Data shown:
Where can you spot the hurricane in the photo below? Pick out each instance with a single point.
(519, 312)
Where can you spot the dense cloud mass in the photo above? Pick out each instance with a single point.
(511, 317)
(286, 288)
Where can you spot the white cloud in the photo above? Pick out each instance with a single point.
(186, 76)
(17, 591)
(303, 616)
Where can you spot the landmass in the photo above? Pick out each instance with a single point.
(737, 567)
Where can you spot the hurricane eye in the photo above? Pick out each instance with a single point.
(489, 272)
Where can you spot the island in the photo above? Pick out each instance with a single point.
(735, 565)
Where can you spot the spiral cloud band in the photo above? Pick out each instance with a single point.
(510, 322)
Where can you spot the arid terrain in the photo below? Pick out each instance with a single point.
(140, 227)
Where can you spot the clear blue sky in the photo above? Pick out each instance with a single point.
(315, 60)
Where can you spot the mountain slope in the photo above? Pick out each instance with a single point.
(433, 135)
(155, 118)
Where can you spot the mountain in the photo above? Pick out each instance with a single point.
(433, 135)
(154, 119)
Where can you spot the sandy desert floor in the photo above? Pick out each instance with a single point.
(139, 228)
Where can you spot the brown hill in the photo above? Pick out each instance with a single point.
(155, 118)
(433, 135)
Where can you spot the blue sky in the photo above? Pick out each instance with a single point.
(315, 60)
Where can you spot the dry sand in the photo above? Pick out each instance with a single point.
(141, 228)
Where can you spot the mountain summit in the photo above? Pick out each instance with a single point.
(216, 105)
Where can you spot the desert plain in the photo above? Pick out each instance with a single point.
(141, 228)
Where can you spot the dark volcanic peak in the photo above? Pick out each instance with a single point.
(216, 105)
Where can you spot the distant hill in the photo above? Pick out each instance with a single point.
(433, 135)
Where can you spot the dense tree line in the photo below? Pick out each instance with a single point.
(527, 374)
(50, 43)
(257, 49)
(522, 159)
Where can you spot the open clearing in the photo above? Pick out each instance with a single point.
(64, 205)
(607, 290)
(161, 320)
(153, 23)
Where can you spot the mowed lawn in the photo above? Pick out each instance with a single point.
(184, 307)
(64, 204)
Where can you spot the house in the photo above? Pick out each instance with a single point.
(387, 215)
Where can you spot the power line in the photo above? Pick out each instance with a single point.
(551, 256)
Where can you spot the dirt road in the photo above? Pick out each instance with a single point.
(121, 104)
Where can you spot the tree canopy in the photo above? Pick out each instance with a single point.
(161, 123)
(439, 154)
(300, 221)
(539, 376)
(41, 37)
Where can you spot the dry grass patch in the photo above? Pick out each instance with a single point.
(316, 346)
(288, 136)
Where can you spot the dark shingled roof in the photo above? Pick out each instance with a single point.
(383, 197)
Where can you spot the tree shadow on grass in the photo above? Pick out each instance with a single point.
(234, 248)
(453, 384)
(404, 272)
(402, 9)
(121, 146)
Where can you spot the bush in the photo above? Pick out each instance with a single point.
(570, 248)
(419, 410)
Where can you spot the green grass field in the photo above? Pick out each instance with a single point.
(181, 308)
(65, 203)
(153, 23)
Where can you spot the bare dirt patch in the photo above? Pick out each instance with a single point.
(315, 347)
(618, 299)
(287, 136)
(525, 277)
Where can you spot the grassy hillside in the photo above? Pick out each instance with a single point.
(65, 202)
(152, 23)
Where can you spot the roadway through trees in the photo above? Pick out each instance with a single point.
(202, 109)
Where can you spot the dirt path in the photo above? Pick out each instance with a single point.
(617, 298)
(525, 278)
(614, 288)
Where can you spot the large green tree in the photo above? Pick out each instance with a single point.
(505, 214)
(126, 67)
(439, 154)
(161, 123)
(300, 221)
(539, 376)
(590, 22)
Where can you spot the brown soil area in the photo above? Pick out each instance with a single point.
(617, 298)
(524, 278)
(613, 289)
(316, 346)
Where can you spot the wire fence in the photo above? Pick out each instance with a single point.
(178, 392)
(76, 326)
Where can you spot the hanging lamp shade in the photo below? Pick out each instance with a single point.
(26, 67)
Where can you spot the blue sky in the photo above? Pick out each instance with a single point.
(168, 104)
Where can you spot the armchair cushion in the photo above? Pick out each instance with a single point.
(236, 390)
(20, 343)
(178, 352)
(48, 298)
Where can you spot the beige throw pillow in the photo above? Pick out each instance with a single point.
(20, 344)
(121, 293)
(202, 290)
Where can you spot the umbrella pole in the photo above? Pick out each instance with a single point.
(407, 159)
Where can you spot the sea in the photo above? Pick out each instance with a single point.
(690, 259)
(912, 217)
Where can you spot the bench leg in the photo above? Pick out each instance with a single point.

Goal: Please write out the listing above again, replacing "instance" with "occurrence" everywhere it appears and leaving everything else unchanged.

Worked answer:
Where can you spot the hurricane in the photo below? Pick out each occurrence with a single point.
(519, 312)
Where can you spot the dense cloud mass in the photo above? Pick out each occurrence with a single point.
(511, 317)
(286, 288)
Where can you spot the white cloud in the photo above? Pick out each occurrence with a single point.
(186, 76)
(17, 591)
(303, 616)
Where can you spot the landmass in the photo above? Pick out each occurrence with a single point.
(737, 567)
Where can you spot the hurricane eye in the photo above? Pick out each occurrence with a single point.
(489, 272)
Where can you spot the island in the photo above? Pick out each occurrence with a single point.
(735, 565)
Where can you spot the spiral cloud band in the photo above? Pick out each occurrence with a single point.
(510, 322)
Where can you spot the arid terrain in the photo below? Pick out each occurrence with a single point.
(140, 227)
Where can you spot the clear blue sky in the photo above? Pick out each occurrence with a single point.
(315, 60)
Where can you spot the mountain slope in the photo above? Pick out each occurrence with a single point.
(433, 135)
(155, 118)
Where can you spot the mountain in the photo above? Pick out each occurrence with a single point.
(433, 135)
(154, 119)
Where can you spot the sandy desert floor in the photo above? Pick out each occurrence with a single point.
(139, 228)
Where can you spot the brown hill in the photo above? Pick out each occurrence with a single point.
(155, 118)
(433, 135)
Where can you spot the blue sky in the photo above? Pick out each occurrence with a single point.
(315, 60)
Where can you spot the dry sand in the photo above? Pick out each occurrence with a single point.
(141, 228)
Where can you spot the mountain summit in the photo above? Pick out each occurrence with a single point.
(216, 105)
Where can you spot the desert plain in the photo above? Pick out each occurrence with a single point.
(141, 228)
Where can you spot the dark volcanic peak in the photo above? Pick out each occurrence with a single point.
(216, 105)
Where can you spot the distant hill in the photo above? Pick out each occurrence with a single point.
(433, 135)
Where can you spot the dense tree line in the photo below? Pick out each occurrence with a single point.
(527, 374)
(50, 43)
(257, 49)
(522, 159)
Where can you spot the open clearing in the photo above? Pick out each occurrence with a single point.
(64, 205)
(607, 290)
(161, 320)
(153, 23)
Where can you spot the mowed lawn in the photo above? Pick out each occurrence with a single point.
(184, 307)
(64, 204)
Where can you spot the house in the photo above? Pick out each occurrence with a single point.
(387, 215)
Where can you spot the power line in the photo above? Pick out each occurrence with a single point.
(551, 256)
Where can you spot the dirt road in the photo above? Pick out each occurrence with a single point.
(121, 104)
Where can you spot the tree canopy in the photo above? Pick out each occurrence with a single point.
(161, 123)
(439, 154)
(300, 221)
(539, 376)
(41, 37)
Where can you spot the dry grass patch in the photo above? Pick out each occurrence with a single point.
(316, 346)
(288, 136)
Where can you spot the dark shingled roof in the photo above? Pick out each occurrence with a single point.
(383, 197)
Where can you spot the tree shadow on grass in the photo above? Pick out each occurrence with a single point.
(234, 248)
(453, 384)
(404, 272)
(402, 9)
(121, 146)
Where can you spot the bush in the photo above? Pick out each occurrence with a single point.
(570, 248)
(419, 410)
Where can you spot the green grass field in the photo above? Pick out each occurrence with a single point.
(181, 308)
(65, 203)
(153, 23)
Where can you spot the bare dirt patch in the photo above? Pick out each occurrence with a single point.
(315, 347)
(618, 299)
(287, 136)
(525, 277)
Where can you spot the grassy hillside in the photo above? Pick out each occurrence with a single point.
(65, 202)
(152, 23)
Where can you spot the roadway through trees in the photo above? Pick out each occurrence with a single point.
(202, 109)
Where can you spot the dirt path in the photo above? Pick out each occurrence with a single point.
(617, 298)
(525, 278)
(614, 288)
Where can you spot the large green tree in the photo above? Pick out each occurrence with a single point.
(505, 214)
(126, 67)
(439, 154)
(161, 123)
(300, 221)
(539, 376)
(590, 22)
Where can you spot the brown soil area in the photo above? Pick out each occurrence with a single point.
(617, 298)
(524, 278)
(613, 289)
(316, 346)
Where can you spot the wire fence in the photo above? Pick out each occurrence with a single point.
(178, 392)
(76, 326)
Where can you spot the hanging lamp shade in the photo below? Pick out each occurrence with a single point.
(26, 67)
Where can you spot the blue sky in the photo above? Pick out each occurrence with a single point.
(168, 104)
Where can you spot the armchair cushion in the photo above? Pick out each occurrence with a single point.
(236, 390)
(20, 343)
(178, 352)
(48, 298)
Where can you spot the beige throw pillow in the photo above? Pick out each occurrence with a single point.
(20, 344)
(121, 293)
(202, 290)
Where can you spot the umbrella pole in the photo above? Pick out each occurrence with a single point.
(407, 159)
Where can you spot the sea in the photo above? Pick out each occurrence with a single point.
(690, 259)
(912, 217)
Where can you spot the bench leg in the photo above? Pick out each occurrence with a single point.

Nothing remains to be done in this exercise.